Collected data
=-=-=-=-=

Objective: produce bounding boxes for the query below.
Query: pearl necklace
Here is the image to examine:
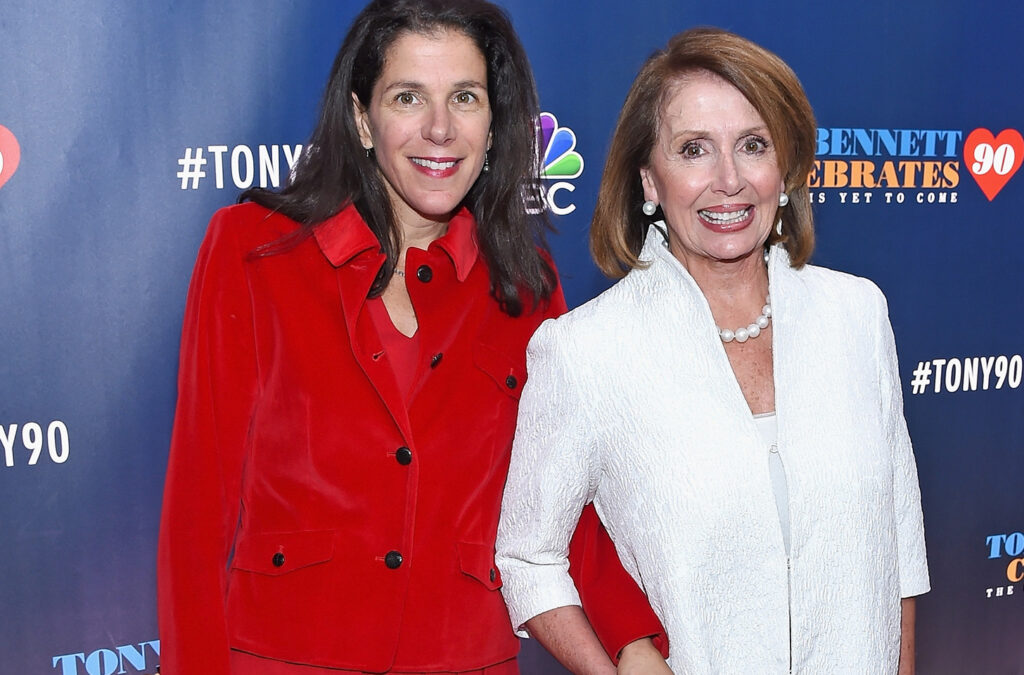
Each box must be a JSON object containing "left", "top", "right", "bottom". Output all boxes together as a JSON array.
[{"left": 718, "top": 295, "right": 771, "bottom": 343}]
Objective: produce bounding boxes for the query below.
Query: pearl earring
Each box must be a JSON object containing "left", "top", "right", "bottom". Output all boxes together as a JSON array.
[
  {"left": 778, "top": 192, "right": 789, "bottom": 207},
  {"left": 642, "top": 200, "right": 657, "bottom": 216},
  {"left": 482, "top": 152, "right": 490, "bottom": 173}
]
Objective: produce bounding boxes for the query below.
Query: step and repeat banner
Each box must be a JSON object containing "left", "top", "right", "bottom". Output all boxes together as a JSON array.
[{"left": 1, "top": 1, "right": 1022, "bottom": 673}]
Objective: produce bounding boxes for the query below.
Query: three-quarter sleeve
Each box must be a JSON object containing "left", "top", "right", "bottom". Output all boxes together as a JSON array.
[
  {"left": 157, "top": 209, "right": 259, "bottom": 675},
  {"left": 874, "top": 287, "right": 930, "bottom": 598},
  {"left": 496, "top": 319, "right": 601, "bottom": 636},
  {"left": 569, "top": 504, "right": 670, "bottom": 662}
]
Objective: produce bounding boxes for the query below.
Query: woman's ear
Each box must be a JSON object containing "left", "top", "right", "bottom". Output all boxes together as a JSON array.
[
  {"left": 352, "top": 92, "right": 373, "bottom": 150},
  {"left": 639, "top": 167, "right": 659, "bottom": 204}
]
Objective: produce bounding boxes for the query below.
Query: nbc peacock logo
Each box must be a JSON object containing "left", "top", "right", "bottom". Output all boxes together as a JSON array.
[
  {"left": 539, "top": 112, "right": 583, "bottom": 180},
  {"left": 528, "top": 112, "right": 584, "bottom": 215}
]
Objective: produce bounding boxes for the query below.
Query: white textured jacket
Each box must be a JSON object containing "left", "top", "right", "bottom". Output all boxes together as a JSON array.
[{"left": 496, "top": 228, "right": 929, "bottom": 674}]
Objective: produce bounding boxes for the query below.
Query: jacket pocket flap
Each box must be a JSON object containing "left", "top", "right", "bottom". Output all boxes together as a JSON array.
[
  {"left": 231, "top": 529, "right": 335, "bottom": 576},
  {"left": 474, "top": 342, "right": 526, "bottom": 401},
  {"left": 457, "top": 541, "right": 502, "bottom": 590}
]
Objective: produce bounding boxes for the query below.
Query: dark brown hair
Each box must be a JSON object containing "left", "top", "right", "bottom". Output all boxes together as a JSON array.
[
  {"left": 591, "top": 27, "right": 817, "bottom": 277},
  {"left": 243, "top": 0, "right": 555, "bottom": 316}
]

=-=-=-=-=

Work order:
Your reply must reproduce all of the entries exactly and contain no pictures.

Expected answer:
Objective: produce bounding boxes for the query below.
Query: pearl necklace
Here is the image to examine:
Each box must be a JSON object containing "left", "top", "right", "bottom". Output all boxes together as a JSON array.
[{"left": 718, "top": 295, "right": 771, "bottom": 343}]
Objective: produce bounding boxes for the query below.
Query: pearl earring
Each box must be a JSON object containing "left", "top", "right", "bottom". Output all boxes together as a JSON array.
[
  {"left": 778, "top": 192, "right": 789, "bottom": 207},
  {"left": 642, "top": 200, "right": 657, "bottom": 216},
  {"left": 482, "top": 152, "right": 490, "bottom": 173}
]
Objective: produce bounding boxes for the query below.
Query: step and repeat banner
Each box must be a JSON object containing "left", "top", "right", "bottom". Output all boxes together as a JSON array.
[{"left": 1, "top": 1, "right": 1022, "bottom": 673}]
Objective: produce bounding boxes for the query below.
Query: three-quarter sleeve
Each box must be a JSON object containing "left", "top", "right", "bottom". Output all boxes together as a JSON array.
[
  {"left": 157, "top": 209, "right": 259, "bottom": 675},
  {"left": 874, "top": 287, "right": 930, "bottom": 598},
  {"left": 496, "top": 319, "right": 601, "bottom": 636},
  {"left": 569, "top": 504, "right": 670, "bottom": 662}
]
Objective: produce bounding boxes for the query below.
Query: woman's ear
Each box must be a JSON object containing "left", "top", "right", "bottom". Output all boxes together as a JSON array.
[
  {"left": 352, "top": 92, "right": 373, "bottom": 150},
  {"left": 639, "top": 167, "right": 659, "bottom": 204}
]
Objective: produce bounding boxes for the query below.
Query: nbc peacock logo
Each box must be a JSON object containing "left", "top", "right", "bottom". Output all boxes together as a JSON array.
[
  {"left": 539, "top": 112, "right": 583, "bottom": 180},
  {"left": 528, "top": 112, "right": 584, "bottom": 215}
]
Objective: produce bounding boxes for the query below.
Query: white textured jacket
Each box must be a JSON object containing "left", "top", "right", "bottom". Output all boxes together as a JSON array.
[{"left": 496, "top": 228, "right": 929, "bottom": 674}]
Objective: produce bounding boxes for the query below.
Query: jacket pocket flap
Each box must be a JSON object containing "left", "top", "right", "bottom". Output all boxes together as a JSON array.
[
  {"left": 231, "top": 529, "right": 335, "bottom": 576},
  {"left": 474, "top": 342, "right": 526, "bottom": 401},
  {"left": 457, "top": 541, "right": 502, "bottom": 590}
]
Objective: produce bounding boxes for the query below.
Query: dark brown hair
Each box must be a JSON object containing "left", "top", "right", "bottom". Output all boxes together as a JSON array.
[
  {"left": 591, "top": 27, "right": 817, "bottom": 277},
  {"left": 243, "top": 0, "right": 555, "bottom": 316}
]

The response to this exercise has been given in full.